- GOAL -
Reproduce every one of the lines that follow, swapping "with one point" for "with a single point" wherever it occurs and leaving everything else unchanged.

- DATASET RECORDS -
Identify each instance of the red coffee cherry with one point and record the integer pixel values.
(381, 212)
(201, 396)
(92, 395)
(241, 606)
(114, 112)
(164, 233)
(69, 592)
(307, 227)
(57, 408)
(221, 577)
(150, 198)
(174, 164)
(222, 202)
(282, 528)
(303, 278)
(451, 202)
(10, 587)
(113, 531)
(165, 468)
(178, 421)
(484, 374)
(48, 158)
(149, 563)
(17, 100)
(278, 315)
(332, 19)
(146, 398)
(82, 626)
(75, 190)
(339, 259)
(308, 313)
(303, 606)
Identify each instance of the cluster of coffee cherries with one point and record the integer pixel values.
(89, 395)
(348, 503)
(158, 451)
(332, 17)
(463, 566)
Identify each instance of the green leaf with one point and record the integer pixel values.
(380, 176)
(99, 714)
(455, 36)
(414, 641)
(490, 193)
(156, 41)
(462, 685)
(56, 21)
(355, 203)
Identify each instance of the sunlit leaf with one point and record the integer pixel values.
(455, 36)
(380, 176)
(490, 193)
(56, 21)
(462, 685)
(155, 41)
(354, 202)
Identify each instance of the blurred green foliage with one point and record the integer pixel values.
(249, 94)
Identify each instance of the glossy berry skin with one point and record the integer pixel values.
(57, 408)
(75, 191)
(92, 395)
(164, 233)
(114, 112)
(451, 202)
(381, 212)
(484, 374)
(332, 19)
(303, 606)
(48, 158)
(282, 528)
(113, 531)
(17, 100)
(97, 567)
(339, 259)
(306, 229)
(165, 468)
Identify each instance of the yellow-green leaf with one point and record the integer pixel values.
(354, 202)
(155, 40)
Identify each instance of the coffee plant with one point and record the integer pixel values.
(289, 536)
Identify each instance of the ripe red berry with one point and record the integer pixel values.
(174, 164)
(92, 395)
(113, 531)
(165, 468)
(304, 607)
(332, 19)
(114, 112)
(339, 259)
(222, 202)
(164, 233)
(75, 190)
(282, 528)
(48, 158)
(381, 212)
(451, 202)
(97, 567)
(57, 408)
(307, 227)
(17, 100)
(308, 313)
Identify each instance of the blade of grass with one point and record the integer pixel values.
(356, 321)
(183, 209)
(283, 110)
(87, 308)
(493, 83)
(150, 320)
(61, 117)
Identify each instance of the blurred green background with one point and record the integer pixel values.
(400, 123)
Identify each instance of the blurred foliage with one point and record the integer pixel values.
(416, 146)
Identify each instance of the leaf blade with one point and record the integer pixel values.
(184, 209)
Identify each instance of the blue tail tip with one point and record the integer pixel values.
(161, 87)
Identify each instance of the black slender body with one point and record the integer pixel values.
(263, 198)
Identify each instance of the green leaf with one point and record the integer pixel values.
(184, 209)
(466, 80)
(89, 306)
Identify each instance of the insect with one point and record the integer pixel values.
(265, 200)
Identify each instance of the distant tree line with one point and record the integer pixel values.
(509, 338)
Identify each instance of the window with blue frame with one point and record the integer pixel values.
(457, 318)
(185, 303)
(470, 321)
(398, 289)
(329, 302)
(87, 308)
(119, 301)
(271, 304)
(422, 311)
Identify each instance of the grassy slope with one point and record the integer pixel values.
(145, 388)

- RESULT BELOW -
Identify each instance of the red coffee cherry with a single point and record the integer pixel values.
(381, 212)
(201, 396)
(92, 395)
(241, 606)
(114, 112)
(164, 233)
(69, 592)
(307, 227)
(57, 408)
(221, 577)
(150, 198)
(174, 164)
(222, 202)
(282, 528)
(303, 278)
(451, 202)
(10, 587)
(113, 531)
(165, 468)
(178, 421)
(484, 374)
(48, 158)
(149, 563)
(17, 100)
(278, 315)
(332, 19)
(146, 398)
(82, 626)
(75, 190)
(339, 259)
(308, 313)
(303, 606)
Identify each instance of the cluster of coffee cherries with a single point and record the integer pixel values.
(89, 395)
(348, 503)
(158, 451)
(332, 17)
(463, 566)
Identify each instance of the green leaf with a single point and record the integer pixel values.
(380, 176)
(99, 714)
(455, 36)
(414, 641)
(490, 193)
(156, 41)
(462, 685)
(56, 21)
(355, 203)
Identify each instance of the sunlit leaf with a single point and record the integer pixel values.
(455, 36)
(380, 176)
(490, 193)
(56, 21)
(462, 685)
(155, 41)
(354, 202)
Identify each instance of the blurred green foliage with a single point and record the integer pixel values.
(249, 94)
Identify each instance of the glossy berry skin with a single point and record the integer pixel values.
(57, 408)
(75, 191)
(92, 395)
(164, 233)
(114, 112)
(451, 202)
(381, 212)
(484, 374)
(332, 19)
(303, 606)
(48, 158)
(282, 528)
(113, 531)
(17, 100)
(97, 567)
(339, 259)
(306, 229)
(165, 468)
Identify each instance of the yellow-green leaf with a single point and record the integer pixel values.
(354, 202)
(155, 40)
Identify each instance of the coffee plant with a single point and record the integer pixel values.
(289, 536)
Identify each instance of the ripe red berry with a single point and record the integer pixel values.
(174, 164)
(92, 395)
(113, 531)
(165, 468)
(304, 607)
(332, 19)
(114, 112)
(339, 259)
(222, 202)
(164, 233)
(75, 190)
(282, 528)
(48, 158)
(381, 212)
(451, 202)
(97, 567)
(57, 408)
(307, 227)
(17, 100)
(308, 313)
Identify each instance of the blade of grass with a single point and record the integer pixel values.
(356, 321)
(183, 209)
(283, 110)
(87, 308)
(493, 83)
(150, 320)
(61, 117)
Identify each instance of the blurred green background with a single point and record the integer pixel values.
(400, 123)
Identify each instance of the blurred foliage with a single point and record the integer pixel values.
(416, 146)
Identify each instance of the leaf blade with a single point and record the integer pixel values.
(184, 209)
Identify each instance of the blue tail tip with a single point and record the integer pixel values.
(161, 87)
Identify each instance of the black slender body with a single point and record the integer pixel values.
(263, 198)
Identify each instance of the green leaf with a single point and record the integer pixel values.
(184, 209)
(466, 80)
(89, 306)
Identify each instance of the insect with a single point and record the integer pixel values.
(265, 200)
Identify each instance of the distant tree line with a single point and record the integer pixel values.
(509, 338)
Identify each instance of the window with blue frame with a single point and record the integer pixel values.
(457, 318)
(185, 303)
(470, 321)
(398, 289)
(329, 302)
(87, 308)
(119, 301)
(271, 304)
(422, 311)
Identify each instance of the grassy slope with a single point and record the integer pixel values.
(145, 388)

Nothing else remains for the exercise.